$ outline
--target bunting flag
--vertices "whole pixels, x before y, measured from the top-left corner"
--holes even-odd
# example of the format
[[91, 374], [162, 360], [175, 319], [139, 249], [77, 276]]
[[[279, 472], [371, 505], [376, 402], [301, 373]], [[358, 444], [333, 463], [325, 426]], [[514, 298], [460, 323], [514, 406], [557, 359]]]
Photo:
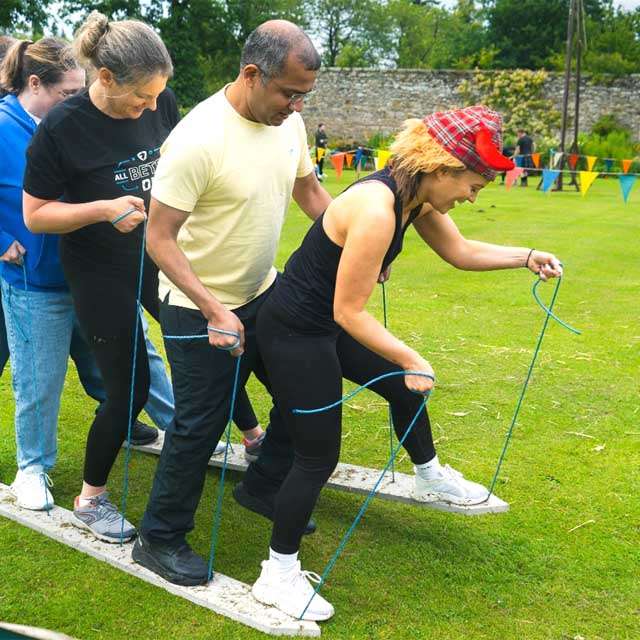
▬▬▬
▸ YOUR OBJECTIVE
Reproduce the listing above with "bunting flag" switched to "pennant", leaving everything else unchanged, and omit the pictures.

▸ EXERCISE RESULT
$ outline
--target pennant
--vertices "whole pixels, x before y, measured from the top-left corner"
--holes even-odd
# example of the format
[[91, 374], [162, 360], [175, 319], [139, 249], [77, 276]]
[[[279, 472], [371, 505], [376, 402], [301, 373]], [[358, 444], [333, 463], [325, 426]], [[514, 298], [460, 323], [514, 406], [557, 359]]]
Photo:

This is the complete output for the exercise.